The Gunditjmara are traditionally river and lake people, with Framlingham Forest, Lake Condah and the surrounding river systems being of great importance to them economically and spiritually. Numerous distinct structures, extending over 100 km2 of the landscape, are employed for the purpose of catching short-finned eels, the staple of the Gunditjmara diet. These include stone races, canals, traps, stone walls, stone house sites (Note: Archaeologically not all circular outcrops of basalt bordering sinkholes and lava tubes were crafted stone houses, but rather resulted from natural processes, from geological or arboreal shifting of masses (Clarke 1994).) and stone cairns. Some of the groundwork is older than the Egyptian pyramids. A controversy exists concerning the extent to which these features are the results of natural environmental processes or cultural modifications of the landscape by Indigenous people. Peter Coutts and others argued, in a work entitled Aboriginal Engineers of the Western District, Victoria, that numerous features show the handiwork of Aboriginal landscaping for economic purposes. This thesis was challenged as a mythical "romancing of the landscape" by Anne Clarke, one that confused natural processes with socially crafted infrastructure. However, fresh archaeological work by Heather Builth led to her contending that they had a sophisticated system of aquaculture and eel farming. They built stone dams to hold the water in these swampy volcanic areas, especially the area comprising the lava flow of the Budj Bim volcano, creating ponds and wetlands in which they harvested short-finned eels (kuyang or more commonly kooyang). (Note: Another word for eel exists, kakong (Blake 2003).)

The Budj Bim National Heritage Landscape, which includes both the Tyrendarra Area and the Mt Eccles – Lake Condah Area, comprising Budj Bim National Park (formerly Mt Eccles National Park), Stones State Faunal Reserve, Muldoons Aboriginal Land, Allambie Aboriginal Land and Condah Mission) was added to the National Heritage List on 20 July 2004, under the Environment Protection and Biodiversity Conservation Act 1999.
□ □ □
Copy everything in the Gunditjmara passage from "The Budj Bim National" down to "Conservation Act 1999.", renaming "National Heritage List" as "national heritage register". The material here has nothing to do with the Gunditjmara passage.

Data shown —
□ □ □
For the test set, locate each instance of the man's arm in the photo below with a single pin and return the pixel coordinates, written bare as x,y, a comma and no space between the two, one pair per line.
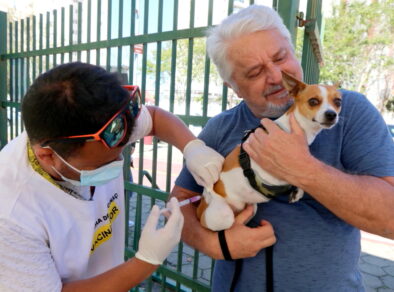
□ □ □
Response below —
The Budj Bim National Heritage Landscape, which includes both the Tyrendarra Area and the Mt Eccles – Lake Condah Area, comprising Budj Bim National Park (formerly Mt Eccles National Park), Stones State Faunal Reserve, Muldoons Aboriginal Land, Allambie Aboriginal Land and Condah Mission) was added to the national heritage register on 20 July 2004, under the Environment Protection and Biodiversity Conservation Act 1999.